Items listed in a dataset

--

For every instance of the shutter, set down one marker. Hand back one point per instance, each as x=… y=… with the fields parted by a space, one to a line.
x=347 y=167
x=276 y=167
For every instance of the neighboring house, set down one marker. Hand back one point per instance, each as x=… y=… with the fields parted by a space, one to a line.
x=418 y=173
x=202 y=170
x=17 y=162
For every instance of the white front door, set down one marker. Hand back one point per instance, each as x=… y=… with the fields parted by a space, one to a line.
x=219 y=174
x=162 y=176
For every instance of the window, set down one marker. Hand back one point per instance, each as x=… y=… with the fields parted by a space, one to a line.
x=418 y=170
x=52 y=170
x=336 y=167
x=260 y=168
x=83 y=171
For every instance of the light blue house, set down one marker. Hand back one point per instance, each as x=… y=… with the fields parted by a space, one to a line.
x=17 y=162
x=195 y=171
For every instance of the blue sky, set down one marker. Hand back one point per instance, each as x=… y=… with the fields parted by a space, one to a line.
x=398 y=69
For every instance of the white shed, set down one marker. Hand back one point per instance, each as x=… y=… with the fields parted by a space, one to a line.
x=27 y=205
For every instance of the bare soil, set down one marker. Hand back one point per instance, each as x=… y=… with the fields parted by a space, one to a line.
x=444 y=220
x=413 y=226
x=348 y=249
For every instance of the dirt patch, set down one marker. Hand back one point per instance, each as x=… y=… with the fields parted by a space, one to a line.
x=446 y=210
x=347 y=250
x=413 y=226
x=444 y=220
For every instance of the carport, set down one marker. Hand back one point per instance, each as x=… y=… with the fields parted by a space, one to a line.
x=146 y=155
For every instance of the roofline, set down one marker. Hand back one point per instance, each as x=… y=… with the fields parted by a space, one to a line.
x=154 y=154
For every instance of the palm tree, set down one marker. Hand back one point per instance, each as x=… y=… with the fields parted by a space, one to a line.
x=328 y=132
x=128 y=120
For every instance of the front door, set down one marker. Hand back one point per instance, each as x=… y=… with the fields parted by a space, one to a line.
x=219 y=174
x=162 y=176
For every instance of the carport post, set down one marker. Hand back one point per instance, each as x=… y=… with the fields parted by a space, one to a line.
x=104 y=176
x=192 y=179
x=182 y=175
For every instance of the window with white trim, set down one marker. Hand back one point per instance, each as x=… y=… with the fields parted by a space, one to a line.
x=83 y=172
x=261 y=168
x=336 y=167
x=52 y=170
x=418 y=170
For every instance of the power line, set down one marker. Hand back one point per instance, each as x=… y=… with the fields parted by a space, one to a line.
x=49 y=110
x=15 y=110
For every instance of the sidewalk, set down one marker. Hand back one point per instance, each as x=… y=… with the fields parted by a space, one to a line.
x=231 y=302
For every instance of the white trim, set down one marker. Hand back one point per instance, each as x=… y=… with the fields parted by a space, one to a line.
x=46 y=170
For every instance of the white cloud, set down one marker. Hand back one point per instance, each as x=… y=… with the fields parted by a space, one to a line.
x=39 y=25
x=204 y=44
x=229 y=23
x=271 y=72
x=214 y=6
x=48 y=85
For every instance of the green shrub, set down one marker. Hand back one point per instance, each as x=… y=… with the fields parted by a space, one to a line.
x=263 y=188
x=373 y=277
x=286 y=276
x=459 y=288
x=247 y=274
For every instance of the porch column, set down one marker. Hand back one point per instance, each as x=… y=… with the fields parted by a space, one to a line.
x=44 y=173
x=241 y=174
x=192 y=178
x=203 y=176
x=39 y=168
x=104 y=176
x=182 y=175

--

▸ Exercise instructions
Starting with the line containing "For every instance of the front" and going on through the line containing "x=231 y=302", write out the material again, swapping "power line" for "utility wire" and leaving everything else unchanged.

▸ Answer in full
For every instance of the front door, set down one marker. Hand back one point per instance, each as x=… y=… with the fields parted by a space, one to a line.
x=219 y=174
x=162 y=176
For every instance of the carport post, set down one marker. Hand back one point per instance, each as x=… y=… with the fields parted by a space, one to a line.
x=104 y=176
x=192 y=179
x=182 y=175
For every instance of the window with white trim, set down one marker. Hand back one point per instance, each as x=… y=… with the fields parted by a space, one to a line.
x=83 y=172
x=261 y=168
x=336 y=167
x=52 y=170
x=418 y=170
For every instance of the utility wire, set down one marker. Hand back one point per instance, each as x=… y=… with the fields parted by a space, one to a line.
x=49 y=110
x=15 y=110
For every instance of the sidewalk, set down one marker. Hand back one point per instance, each as x=… y=… with the fields parted by a space, one to a line.
x=231 y=302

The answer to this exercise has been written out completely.